In the listing below, find the line containing "point: toilet paper". Write out that line and every line after it to the end, exactly and only those.
---------- Data lines
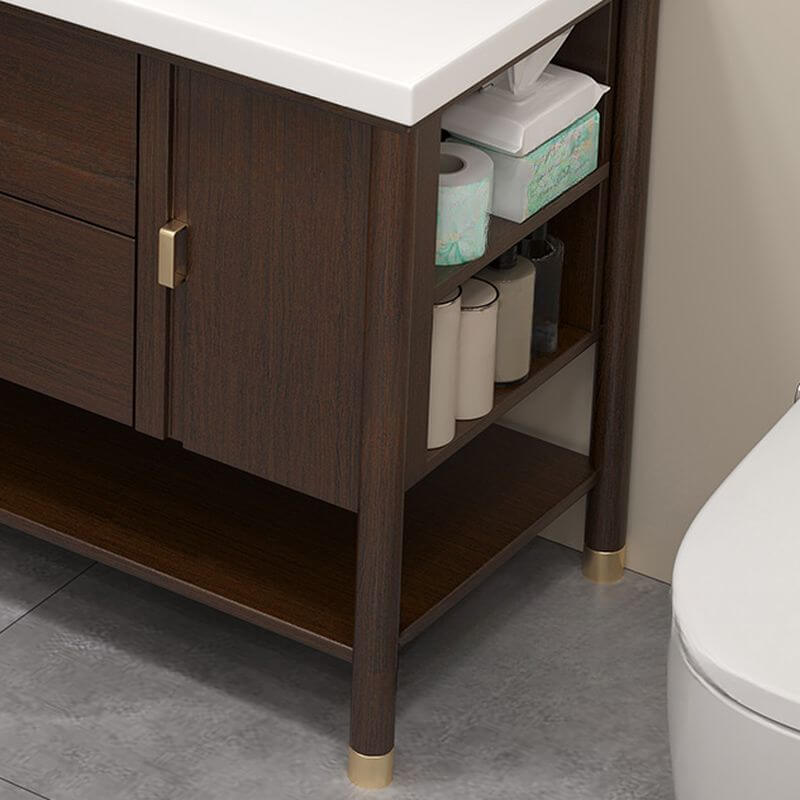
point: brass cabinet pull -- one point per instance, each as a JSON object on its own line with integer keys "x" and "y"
{"x": 172, "y": 250}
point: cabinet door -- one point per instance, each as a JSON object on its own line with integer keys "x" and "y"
{"x": 268, "y": 327}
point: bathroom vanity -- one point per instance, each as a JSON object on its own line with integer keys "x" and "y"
{"x": 217, "y": 233}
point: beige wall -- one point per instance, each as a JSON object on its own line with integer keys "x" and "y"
{"x": 720, "y": 338}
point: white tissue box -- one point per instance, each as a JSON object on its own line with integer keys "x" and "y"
{"x": 524, "y": 185}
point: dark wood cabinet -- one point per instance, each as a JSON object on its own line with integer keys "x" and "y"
{"x": 66, "y": 309}
{"x": 267, "y": 345}
{"x": 272, "y": 459}
{"x": 68, "y": 121}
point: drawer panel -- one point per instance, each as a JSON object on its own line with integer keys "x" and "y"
{"x": 66, "y": 309}
{"x": 67, "y": 120}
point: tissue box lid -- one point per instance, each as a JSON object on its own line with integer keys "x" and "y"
{"x": 500, "y": 120}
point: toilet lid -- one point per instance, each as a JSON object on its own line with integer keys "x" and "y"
{"x": 736, "y": 584}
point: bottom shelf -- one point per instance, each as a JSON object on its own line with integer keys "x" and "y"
{"x": 248, "y": 547}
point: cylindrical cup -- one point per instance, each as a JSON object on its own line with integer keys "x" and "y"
{"x": 444, "y": 370}
{"x": 476, "y": 349}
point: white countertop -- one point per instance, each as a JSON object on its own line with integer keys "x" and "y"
{"x": 396, "y": 59}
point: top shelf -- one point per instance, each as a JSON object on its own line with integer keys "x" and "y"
{"x": 504, "y": 234}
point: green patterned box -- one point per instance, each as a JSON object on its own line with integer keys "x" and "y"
{"x": 525, "y": 184}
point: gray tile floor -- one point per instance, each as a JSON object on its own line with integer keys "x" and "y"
{"x": 539, "y": 685}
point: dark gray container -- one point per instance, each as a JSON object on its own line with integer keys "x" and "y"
{"x": 547, "y": 254}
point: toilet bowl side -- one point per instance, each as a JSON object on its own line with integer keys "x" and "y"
{"x": 721, "y": 749}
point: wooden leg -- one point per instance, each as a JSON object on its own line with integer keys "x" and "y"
{"x": 376, "y": 643}
{"x": 622, "y": 285}
{"x": 403, "y": 191}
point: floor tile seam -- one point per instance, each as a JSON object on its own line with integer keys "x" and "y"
{"x": 19, "y": 786}
{"x": 41, "y": 602}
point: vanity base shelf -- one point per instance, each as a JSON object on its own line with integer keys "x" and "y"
{"x": 256, "y": 550}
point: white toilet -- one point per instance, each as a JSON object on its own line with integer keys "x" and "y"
{"x": 734, "y": 661}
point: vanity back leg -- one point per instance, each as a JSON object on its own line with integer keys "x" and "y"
{"x": 612, "y": 425}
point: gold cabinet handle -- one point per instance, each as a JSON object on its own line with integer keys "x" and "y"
{"x": 172, "y": 250}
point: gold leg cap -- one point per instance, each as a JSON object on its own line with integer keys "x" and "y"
{"x": 370, "y": 772}
{"x": 603, "y": 566}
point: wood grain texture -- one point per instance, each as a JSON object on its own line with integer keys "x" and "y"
{"x": 581, "y": 228}
{"x": 504, "y": 234}
{"x": 67, "y": 121}
{"x": 271, "y": 317}
{"x": 615, "y": 381}
{"x": 402, "y": 196}
{"x": 250, "y": 548}
{"x": 152, "y": 300}
{"x": 422, "y": 301}
{"x": 256, "y": 550}
{"x": 476, "y": 511}
{"x": 66, "y": 309}
{"x": 571, "y": 343}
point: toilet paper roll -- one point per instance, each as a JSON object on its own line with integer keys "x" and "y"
{"x": 476, "y": 349}
{"x": 444, "y": 370}
{"x": 465, "y": 199}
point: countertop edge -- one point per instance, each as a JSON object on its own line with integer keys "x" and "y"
{"x": 403, "y": 103}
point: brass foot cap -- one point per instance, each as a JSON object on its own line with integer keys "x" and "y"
{"x": 603, "y": 566}
{"x": 370, "y": 772}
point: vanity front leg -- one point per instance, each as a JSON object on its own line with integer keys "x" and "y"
{"x": 401, "y": 243}
{"x": 376, "y": 643}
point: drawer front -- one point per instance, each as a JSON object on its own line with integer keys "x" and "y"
--------------------
# Final answer
point: toilet paper roll -- one point per instance, each as a JSON object on its own line with integer keys "x" and "y"
{"x": 476, "y": 349}
{"x": 444, "y": 370}
{"x": 465, "y": 199}
point: countertop edge -- one point per instance, each as a JSON object on its own line with integer keys "x" and "y"
{"x": 403, "y": 103}
point: brass foot cap -- one point per instance, each as a JSON object on its own line with integer keys "x" and "y"
{"x": 603, "y": 566}
{"x": 370, "y": 772}
point: vanity front leg -- one point per instance, each as a JSON object on its own line with integer keys "x" and "y"
{"x": 401, "y": 243}
{"x": 376, "y": 643}
point: drawer front -- one point per instance, each as a JSON object on its own line with integer keys "x" and "y"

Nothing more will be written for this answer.